WORK ITEM: Look for the word "face" in the entries below, then copy every line that has it.

BEGIN

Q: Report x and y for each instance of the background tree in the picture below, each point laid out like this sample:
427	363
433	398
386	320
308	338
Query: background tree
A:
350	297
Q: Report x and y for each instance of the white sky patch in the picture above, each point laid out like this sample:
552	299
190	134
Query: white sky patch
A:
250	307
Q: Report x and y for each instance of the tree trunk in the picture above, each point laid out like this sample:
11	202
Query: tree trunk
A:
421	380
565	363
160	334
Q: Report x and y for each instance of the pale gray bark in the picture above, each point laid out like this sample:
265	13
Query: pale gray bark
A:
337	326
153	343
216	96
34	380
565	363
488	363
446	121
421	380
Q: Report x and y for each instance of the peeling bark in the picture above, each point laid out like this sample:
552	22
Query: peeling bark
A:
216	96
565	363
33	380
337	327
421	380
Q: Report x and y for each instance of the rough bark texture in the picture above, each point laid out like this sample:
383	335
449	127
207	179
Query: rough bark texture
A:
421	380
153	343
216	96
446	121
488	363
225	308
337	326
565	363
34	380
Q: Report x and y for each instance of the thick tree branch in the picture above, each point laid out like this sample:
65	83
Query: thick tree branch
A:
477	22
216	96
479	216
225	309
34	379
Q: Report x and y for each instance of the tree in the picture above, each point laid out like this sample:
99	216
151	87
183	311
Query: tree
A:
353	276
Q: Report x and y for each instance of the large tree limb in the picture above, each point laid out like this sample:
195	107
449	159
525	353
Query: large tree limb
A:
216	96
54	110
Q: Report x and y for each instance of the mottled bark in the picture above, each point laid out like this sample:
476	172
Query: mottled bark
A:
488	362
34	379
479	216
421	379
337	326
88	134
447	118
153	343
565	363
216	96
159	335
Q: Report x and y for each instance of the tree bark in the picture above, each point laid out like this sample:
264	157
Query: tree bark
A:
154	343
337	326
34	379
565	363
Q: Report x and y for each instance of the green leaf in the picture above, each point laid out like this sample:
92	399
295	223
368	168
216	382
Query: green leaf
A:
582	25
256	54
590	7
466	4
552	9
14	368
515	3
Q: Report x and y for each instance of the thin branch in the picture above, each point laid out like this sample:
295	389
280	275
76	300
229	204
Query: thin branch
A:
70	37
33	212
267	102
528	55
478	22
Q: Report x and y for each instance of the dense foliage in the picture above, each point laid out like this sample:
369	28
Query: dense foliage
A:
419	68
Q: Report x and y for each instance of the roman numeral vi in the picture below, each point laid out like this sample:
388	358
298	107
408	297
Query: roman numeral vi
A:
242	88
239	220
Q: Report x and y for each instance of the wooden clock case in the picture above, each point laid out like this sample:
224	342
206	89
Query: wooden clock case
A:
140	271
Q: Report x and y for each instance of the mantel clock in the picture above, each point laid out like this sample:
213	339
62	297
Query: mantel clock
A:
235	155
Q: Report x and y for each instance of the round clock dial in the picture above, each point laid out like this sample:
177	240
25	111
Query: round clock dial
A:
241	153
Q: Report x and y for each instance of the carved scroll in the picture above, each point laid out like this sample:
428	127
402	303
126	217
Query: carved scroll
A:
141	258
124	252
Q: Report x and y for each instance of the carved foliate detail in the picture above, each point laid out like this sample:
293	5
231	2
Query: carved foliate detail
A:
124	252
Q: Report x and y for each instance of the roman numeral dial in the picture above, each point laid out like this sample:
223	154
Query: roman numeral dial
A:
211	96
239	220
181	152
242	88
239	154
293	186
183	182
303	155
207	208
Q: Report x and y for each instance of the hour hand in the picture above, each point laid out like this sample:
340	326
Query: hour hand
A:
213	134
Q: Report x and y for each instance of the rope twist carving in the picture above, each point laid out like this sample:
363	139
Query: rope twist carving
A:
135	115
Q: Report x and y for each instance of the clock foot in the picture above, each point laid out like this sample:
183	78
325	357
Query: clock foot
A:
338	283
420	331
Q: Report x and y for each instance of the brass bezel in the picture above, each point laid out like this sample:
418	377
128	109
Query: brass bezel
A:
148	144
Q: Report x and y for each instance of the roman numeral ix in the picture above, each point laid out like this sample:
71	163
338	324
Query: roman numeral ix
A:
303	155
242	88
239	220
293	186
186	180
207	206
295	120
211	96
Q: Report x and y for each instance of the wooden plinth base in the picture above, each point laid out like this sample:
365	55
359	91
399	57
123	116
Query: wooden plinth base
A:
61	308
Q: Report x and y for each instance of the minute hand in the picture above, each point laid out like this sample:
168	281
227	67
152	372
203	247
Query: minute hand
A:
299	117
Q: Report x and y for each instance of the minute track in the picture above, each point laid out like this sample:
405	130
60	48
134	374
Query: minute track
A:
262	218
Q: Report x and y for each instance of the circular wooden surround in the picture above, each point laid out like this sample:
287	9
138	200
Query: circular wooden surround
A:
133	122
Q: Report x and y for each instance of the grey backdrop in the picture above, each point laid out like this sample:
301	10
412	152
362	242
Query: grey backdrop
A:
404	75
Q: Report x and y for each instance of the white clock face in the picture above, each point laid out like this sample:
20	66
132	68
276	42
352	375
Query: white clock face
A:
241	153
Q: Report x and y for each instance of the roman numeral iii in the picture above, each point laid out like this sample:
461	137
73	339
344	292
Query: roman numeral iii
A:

END
BEGIN

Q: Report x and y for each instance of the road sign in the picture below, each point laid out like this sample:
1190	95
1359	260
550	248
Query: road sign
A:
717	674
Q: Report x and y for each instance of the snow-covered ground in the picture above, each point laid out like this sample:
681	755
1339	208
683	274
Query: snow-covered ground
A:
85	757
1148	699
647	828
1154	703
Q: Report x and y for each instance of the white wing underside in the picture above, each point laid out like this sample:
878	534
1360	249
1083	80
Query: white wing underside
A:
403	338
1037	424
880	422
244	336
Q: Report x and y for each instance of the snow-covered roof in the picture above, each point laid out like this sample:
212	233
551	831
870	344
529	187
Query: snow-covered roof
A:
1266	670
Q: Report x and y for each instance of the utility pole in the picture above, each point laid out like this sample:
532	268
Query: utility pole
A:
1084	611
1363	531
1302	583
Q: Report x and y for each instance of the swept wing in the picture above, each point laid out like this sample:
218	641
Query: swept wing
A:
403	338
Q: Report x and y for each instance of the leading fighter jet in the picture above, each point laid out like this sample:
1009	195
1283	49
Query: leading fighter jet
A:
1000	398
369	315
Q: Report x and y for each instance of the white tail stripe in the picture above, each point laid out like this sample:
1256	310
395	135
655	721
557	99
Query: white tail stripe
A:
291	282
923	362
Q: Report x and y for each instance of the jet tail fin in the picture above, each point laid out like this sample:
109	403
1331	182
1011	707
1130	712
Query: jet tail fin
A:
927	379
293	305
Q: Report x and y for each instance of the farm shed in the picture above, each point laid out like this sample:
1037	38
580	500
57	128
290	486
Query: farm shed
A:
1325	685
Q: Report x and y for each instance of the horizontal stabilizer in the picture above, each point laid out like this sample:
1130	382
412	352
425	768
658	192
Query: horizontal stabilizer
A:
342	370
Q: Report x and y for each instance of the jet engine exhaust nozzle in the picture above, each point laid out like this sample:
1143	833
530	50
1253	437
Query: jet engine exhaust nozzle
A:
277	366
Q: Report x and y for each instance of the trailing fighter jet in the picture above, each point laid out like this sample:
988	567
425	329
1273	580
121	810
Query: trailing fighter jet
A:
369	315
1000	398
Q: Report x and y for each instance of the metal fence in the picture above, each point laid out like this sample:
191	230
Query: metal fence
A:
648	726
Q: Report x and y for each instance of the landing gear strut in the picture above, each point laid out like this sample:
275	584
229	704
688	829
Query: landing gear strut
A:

END
BEGIN

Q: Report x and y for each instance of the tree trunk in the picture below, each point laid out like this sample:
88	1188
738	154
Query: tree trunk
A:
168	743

END

EXPECTED ANSWER:
Q: Report x and y for each instance of the white clock face in the picture above, each point laid out like this sample:
Query: white clock face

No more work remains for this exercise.